EXCERPTED TEXT
----

Celections 2017: COMM, Getting People Talking (in More Ways Than One)

The Communications (COMM) Department is in charge of creating the promotional materials for Celadon’s various projects. With its two arms—namely, Creative Communication and Strategic Communication—COMM finds creative and effective ways of transmitting information to the community. Whether it is to generate support for a project or raise awareness for an event, this year’s COMM Executive Board members Shannen Pua, Stacy King, and Royce Chua will make sure that the message gets out there—on time and on point.

Shannen Pua

Janelle Chan (JC): Tell me about your job and the work you do.

Shannen Pua (SP): Long story short, I supervise all the promotional activity in the organization, [and] that includes event advertisements, hype for projects, and public relations, among others. It’s a job I do alongside my AVPs, so it’s a shared task. We approve promotional designs and think of ways to promote everything going on in the organization by getting people to talk about our gimmicks and [to] join in the fun. The job’s basically a [yearlong] giant, creative exercise. It’s fun.

JC: What do you love about your job and what motivates you to do it?

SP: You really get to stretch your imagination. It’s always a fun challenge, especially if you’re into creative thinking. I’m more into the design work, and there’s so many things you can explore—all sorts of styles and effects—on paper. It’s as much a skills training for me as it is for anyone in COMM. And of course, when you finally master a certain technique or finish a design and everyone likes it, [there’s] always a feeling of gratification that you were able to help out and at the same time, [to] learn something.

JC: What is your proudest achievement in COMM this year?

SP: Honestly, there are many challenges that COMM was able to overcome, in my opinion, and each one is always a proud moment for everyone in the department. [These include but are not limited to] failed blasts, bad raps, [and] system failures, but that’s the price of getting people to talk: it’s a job hazard. But what can’t be denied is all the effort and hard work that everyone in the department puts in, especially the managers. They go through so much strain to make Celadon events look as good as they are and many times, they (and [the] EB too) receive a lot of pressure and even flack for it. But we still pull through, and the managers seem proud of the things they create and [are] happy with what they’ve achieved. So as a member of the EB, I think the proudest moment you can have is seeing your managers (and fellow EB) reap the rewards of their work and come out of juggling projects all year round smiling.

JC: Why did you choose COMM?

SP: Simply put, I like making stuff. I love designing. Organizational work is supposed to be a break from all the academic stress, and I actually do abide by that. I enjoy my work in COMM because going back to designing and creative thinking is for my stress relief. It’s a breather from all the math, [philosophy], and thesis work.

JC: What values do you hold as a leader? What can a future leader of COMM expect Any advice?

----

EXERCISES TO COMPLETE
A. Summarize the Celections 2017 profile of the COMM Department in two sentences.
B. Carry on the Celections 2017 interview about the COMM Department from the point where the profile stops.

----

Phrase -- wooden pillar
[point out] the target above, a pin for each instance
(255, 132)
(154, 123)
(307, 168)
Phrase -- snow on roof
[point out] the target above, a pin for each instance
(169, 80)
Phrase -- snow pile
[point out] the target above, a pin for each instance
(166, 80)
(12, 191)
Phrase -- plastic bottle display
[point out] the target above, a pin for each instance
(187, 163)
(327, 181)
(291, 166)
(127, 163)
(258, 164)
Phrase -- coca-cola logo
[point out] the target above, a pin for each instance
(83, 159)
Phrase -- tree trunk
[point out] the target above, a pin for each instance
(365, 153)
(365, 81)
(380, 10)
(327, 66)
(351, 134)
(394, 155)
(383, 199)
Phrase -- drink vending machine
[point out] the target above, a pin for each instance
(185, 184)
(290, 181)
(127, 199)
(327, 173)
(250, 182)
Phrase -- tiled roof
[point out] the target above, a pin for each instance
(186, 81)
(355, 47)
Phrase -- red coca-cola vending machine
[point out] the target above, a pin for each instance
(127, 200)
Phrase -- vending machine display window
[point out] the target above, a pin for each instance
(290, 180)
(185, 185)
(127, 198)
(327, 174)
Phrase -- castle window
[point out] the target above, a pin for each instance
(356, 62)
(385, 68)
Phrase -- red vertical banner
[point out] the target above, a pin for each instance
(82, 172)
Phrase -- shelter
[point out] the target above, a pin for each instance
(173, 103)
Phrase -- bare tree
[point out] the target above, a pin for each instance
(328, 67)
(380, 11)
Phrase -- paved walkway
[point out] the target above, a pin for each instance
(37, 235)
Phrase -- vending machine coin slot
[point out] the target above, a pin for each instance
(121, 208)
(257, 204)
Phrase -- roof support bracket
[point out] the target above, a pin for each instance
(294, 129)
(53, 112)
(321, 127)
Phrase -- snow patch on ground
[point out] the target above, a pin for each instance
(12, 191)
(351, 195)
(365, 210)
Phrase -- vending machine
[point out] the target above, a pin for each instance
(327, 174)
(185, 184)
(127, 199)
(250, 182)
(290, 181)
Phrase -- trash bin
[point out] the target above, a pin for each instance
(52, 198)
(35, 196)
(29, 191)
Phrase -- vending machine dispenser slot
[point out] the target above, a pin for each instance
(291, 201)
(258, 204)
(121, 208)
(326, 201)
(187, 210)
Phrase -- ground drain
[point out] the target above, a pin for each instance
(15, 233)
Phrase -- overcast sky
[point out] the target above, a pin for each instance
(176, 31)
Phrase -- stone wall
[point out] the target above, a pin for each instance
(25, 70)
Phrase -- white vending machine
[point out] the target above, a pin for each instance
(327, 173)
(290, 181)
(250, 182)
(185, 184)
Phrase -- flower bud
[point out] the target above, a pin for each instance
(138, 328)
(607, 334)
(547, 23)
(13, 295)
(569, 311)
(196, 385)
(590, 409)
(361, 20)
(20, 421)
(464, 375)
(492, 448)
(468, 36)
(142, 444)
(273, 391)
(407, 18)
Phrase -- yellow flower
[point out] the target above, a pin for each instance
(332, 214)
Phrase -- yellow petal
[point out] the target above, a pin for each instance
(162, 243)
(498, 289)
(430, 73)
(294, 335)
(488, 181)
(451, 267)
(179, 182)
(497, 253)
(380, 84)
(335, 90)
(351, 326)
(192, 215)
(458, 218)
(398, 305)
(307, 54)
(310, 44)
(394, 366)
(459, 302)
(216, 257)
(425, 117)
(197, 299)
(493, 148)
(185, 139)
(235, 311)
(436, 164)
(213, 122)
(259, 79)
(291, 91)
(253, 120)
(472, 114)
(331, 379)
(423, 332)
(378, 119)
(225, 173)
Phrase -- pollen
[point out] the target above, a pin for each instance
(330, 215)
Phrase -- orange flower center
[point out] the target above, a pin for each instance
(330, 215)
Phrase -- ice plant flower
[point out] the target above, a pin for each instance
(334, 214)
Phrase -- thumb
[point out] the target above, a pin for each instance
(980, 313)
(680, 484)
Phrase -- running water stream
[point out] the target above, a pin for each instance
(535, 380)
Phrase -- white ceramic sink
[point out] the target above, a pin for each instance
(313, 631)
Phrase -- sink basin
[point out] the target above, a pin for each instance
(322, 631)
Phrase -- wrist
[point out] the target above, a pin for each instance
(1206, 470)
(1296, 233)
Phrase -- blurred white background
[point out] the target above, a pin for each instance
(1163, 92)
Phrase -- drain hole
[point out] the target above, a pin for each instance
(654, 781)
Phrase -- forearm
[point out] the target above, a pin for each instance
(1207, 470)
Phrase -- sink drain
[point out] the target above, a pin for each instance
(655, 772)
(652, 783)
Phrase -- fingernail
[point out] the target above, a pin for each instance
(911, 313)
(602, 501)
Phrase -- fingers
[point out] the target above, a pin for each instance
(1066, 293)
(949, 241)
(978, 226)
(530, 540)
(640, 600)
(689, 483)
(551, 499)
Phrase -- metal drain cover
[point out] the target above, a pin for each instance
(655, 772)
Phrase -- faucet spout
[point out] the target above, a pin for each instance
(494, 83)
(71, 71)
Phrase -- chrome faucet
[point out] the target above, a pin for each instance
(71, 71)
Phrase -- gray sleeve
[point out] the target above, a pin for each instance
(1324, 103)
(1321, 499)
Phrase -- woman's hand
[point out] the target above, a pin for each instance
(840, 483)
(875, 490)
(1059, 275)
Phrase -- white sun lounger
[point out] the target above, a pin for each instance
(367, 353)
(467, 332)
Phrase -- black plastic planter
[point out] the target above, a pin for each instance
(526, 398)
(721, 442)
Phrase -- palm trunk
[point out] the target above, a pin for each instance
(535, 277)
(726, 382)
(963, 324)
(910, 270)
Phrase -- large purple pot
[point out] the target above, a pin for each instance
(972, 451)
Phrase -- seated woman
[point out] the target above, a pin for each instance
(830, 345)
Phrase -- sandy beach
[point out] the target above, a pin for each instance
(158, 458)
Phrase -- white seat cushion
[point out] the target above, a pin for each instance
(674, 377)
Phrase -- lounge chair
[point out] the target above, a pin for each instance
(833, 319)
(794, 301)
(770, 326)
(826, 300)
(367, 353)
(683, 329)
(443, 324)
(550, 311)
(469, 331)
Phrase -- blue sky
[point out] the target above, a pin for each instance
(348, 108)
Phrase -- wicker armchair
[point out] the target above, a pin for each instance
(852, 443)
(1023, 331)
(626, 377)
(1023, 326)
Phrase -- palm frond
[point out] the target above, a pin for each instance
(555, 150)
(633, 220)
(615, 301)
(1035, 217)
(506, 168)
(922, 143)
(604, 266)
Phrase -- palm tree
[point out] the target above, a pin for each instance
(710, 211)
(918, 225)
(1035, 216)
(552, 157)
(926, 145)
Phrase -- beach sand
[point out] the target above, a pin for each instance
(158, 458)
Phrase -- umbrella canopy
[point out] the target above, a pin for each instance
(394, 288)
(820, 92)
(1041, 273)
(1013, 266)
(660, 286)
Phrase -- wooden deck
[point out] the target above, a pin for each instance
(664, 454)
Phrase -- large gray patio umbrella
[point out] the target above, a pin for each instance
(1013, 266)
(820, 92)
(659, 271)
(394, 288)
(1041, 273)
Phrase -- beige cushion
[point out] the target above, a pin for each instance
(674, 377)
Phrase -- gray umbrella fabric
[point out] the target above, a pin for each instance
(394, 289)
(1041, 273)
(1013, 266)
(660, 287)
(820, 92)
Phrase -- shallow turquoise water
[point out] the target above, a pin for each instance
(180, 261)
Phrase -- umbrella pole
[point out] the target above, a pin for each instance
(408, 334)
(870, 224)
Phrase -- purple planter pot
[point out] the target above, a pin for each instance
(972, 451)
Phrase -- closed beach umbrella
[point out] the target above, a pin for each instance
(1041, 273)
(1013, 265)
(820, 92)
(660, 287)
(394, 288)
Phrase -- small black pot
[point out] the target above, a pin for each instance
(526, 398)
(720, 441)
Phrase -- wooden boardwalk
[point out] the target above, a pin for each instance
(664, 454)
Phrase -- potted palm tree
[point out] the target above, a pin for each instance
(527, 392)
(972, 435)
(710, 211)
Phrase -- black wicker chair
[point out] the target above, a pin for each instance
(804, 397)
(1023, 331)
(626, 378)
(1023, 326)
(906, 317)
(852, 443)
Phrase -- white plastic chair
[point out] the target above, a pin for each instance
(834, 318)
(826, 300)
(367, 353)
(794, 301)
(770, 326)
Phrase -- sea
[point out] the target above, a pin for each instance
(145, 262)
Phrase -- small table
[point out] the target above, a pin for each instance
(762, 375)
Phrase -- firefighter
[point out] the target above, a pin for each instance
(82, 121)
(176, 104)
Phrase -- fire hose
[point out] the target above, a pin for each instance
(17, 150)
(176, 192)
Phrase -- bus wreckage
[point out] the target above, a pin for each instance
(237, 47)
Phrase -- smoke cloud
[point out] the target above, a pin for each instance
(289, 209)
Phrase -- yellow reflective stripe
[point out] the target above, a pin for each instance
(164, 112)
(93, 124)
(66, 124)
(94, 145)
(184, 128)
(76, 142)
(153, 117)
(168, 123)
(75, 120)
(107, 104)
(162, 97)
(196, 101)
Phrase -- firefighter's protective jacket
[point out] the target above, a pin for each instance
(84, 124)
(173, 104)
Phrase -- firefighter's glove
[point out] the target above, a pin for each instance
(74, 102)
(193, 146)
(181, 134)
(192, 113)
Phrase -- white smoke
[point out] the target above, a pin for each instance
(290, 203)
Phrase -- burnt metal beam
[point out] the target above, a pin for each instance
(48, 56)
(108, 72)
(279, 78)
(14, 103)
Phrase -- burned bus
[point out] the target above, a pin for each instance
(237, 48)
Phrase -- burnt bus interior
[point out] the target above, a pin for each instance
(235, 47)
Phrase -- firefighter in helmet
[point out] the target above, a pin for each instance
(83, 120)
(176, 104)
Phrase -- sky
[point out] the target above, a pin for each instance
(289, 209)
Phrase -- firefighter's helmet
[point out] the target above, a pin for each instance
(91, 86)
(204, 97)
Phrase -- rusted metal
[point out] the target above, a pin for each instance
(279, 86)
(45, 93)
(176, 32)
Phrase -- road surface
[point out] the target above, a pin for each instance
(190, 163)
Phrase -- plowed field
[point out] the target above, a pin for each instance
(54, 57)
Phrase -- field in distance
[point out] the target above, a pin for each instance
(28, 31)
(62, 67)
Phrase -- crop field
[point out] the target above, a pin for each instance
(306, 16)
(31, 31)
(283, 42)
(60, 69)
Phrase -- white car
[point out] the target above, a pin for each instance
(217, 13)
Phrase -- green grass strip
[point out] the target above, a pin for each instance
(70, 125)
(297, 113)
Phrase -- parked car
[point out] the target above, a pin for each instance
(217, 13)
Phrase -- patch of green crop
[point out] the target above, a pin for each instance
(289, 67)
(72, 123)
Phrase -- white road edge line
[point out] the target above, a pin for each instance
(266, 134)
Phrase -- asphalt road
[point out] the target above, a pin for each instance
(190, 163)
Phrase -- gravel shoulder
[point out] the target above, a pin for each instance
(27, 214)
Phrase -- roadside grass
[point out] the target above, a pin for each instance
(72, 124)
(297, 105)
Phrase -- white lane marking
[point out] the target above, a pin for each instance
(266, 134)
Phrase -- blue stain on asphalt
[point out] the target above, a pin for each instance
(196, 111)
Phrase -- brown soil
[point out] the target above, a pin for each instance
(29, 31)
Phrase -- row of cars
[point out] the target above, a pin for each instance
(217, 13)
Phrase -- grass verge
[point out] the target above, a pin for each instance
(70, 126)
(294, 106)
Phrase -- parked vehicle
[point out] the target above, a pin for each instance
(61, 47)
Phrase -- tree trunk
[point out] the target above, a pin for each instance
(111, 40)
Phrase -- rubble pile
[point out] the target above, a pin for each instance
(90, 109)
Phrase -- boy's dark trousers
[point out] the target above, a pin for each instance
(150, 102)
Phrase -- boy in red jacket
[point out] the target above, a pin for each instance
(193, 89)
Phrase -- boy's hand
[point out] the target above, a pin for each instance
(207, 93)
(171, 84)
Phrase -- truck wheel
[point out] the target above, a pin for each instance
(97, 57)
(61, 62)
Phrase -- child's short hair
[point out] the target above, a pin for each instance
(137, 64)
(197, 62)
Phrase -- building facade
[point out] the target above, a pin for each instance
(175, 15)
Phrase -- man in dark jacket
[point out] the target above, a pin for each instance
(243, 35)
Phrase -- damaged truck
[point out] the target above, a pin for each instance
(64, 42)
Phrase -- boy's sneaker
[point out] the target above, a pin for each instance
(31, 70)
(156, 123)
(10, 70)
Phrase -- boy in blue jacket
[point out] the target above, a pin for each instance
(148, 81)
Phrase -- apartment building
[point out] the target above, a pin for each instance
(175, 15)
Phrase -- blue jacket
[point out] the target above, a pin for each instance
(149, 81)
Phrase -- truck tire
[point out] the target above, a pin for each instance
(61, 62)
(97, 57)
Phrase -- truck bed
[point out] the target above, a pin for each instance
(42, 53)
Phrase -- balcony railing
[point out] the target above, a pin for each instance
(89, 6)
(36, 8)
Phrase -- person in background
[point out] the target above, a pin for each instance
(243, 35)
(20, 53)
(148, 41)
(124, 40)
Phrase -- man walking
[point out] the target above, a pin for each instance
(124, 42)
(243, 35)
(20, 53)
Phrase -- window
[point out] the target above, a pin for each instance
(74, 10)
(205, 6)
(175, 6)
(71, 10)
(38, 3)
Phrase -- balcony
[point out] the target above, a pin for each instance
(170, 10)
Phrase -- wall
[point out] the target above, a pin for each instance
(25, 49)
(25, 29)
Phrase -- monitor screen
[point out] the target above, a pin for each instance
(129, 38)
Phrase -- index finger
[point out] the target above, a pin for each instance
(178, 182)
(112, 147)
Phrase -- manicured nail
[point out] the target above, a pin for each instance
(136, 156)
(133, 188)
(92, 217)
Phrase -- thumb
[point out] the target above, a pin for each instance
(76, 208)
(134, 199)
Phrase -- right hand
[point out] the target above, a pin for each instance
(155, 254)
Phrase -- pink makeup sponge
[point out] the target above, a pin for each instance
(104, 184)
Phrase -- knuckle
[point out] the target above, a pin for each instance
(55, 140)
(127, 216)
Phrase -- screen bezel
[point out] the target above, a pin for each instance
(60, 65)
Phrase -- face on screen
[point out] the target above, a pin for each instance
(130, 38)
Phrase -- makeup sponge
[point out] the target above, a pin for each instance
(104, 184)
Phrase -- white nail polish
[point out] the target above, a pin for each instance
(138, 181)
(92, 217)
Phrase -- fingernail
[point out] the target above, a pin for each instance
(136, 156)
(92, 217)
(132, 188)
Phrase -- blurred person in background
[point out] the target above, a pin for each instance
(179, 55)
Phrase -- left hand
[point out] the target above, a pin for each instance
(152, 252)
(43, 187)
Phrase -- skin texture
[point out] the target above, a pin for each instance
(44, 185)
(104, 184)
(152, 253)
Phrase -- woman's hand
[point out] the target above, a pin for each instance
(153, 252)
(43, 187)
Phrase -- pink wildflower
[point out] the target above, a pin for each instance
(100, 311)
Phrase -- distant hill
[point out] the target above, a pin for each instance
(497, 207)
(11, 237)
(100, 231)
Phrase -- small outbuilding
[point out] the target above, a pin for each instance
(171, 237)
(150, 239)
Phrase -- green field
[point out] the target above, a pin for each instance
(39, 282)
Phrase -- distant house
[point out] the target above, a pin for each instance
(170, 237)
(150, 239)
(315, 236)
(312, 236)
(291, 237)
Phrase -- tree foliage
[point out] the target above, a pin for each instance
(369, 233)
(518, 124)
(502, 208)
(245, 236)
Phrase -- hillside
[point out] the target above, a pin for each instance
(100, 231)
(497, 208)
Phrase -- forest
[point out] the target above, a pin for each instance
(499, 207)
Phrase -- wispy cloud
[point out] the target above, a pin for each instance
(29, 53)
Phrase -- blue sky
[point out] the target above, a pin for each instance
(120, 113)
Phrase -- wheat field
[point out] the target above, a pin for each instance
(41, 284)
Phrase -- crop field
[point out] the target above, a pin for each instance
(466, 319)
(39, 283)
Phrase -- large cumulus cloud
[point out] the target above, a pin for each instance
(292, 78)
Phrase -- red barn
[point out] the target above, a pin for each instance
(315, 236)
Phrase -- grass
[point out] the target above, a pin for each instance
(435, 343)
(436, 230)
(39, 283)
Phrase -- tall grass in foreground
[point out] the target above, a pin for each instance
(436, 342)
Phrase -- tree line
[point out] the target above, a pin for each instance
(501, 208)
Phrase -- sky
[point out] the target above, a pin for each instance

----

EXERCISE RESPONSES
A. Celadon's Communications Department, with its Creative Communication and Strategic Communication arms, creates promotional materials and finds ways to get information to the community, and this year's COMM Executive Board is made up of Shannen Pua, Stacy King, and Royce Chua. In an interview, Shannen Pua describes supervising the organization's promotional activity alongside the AVPs, enjoying design work as a creative challenge and a break from academic stress, and feeling proudest when managers and fellow EB members finish a demanding year of projects smiling.

B.
SP: As a leader, you’ll be faced with plenty of criticism and opposition. As a COMM leader, even moreso, but hear me out! It will probably be the most character-building job you can take [on] because you’re dealing with public image: your own, your department’s, and the organization’s. COMM, realistically speaking, has always been a controversial department, but that’s not all it is. Yes, bad publicity is a job hazard, but it’s how you walk out of it that counts; and it will say a lot about you as a leader. Whether you’re the designing arm or the hype arm, you’ll have to face criticism. But it’s all professional, and if you’re really up for being a leader, you take it as gracefully as you can and grow from there. Just keep your head on—there’s always a way out from being thrown into hot water. The more challenging part of being a leader is [that] sometimes, the way out is actually listening to your opposition and [accepting] what they’re saying. So learn to listen well. Sometimes, they provide you the answers to the problems, too.

JC: What is your favorite COMM project and why?

SP: COMM only has one project on its own, and that’s the COMM Team. It’s a great initiative because you don’t hold the monopoly on creativity. It’s always cool seeing and hearing new ideas thrown around for promotional strategies. The only thing I regret with [the] COMM Team is that they weren’t deployed to projects because they have many great ideas, and many fresh faces want to join more projects. Other than [the] COMM Team… Well, COMM works with all the projects [of Celadon] and all the [other] departments, [so] it’s difficult to pinpoint just one project as a favorite, legit.

JC: Share one of your favorite memories with your co-EBs and/or managers.

SP: I have no idea. Everything in COMM becomes funny after a while, because a sense of humor is key to survive working in this crazy department. I mean, Stacy gets amused by big bottles, for some reason. Our master to-do list before didn’t have a “done” or “not done” code; we just put comments like “#ANUNA”, “WTF?” or “…luh.” Oh, and putting the Celadon approval knot on posters has become a game for Stacy [and I]: Who can hide it better? Royce doesn’t know how to Photoshop so…yeah. For those who didn’t know that we actually do put a knot… Ta-da!

 

Stacy King

JC: Tell me about your job and the work you do.

Stacy King (SK): As the Associate Vice President of the Communications Department, my task is to approve all the creative collaterals that gets posted [online] and printed. It’s also part of my work to schedule and [to] coordinate the online blasts within the social media channels of the organization. It seems like a lot of work, and sometimes it feels like it, but I learned to prioritize and to manage the time I have on top of all [my] design classes.

JC: What do you love about your job and what motivates you to do it?

SK: What I love best about my job is [that] I get to meet a lot of wonderful and talented people in the creative field. [As] a design student, I thought [my professors] were already teaching me everything I [needed] to know to do well in this field; but I learned that there are just some things you won’t learn inside a [classroom]—you have to be out there with people who could continue to inspire you and to motivate you to grow. This is also the motivation that keeps me active in the organization. Yes, there will be times when academics will be overwhelming and doing organizational work is the last thing you [would] want to do, but in the end, you’ll see [that] it was all worth it.

JC: What is your proudest achievement in COMM this year?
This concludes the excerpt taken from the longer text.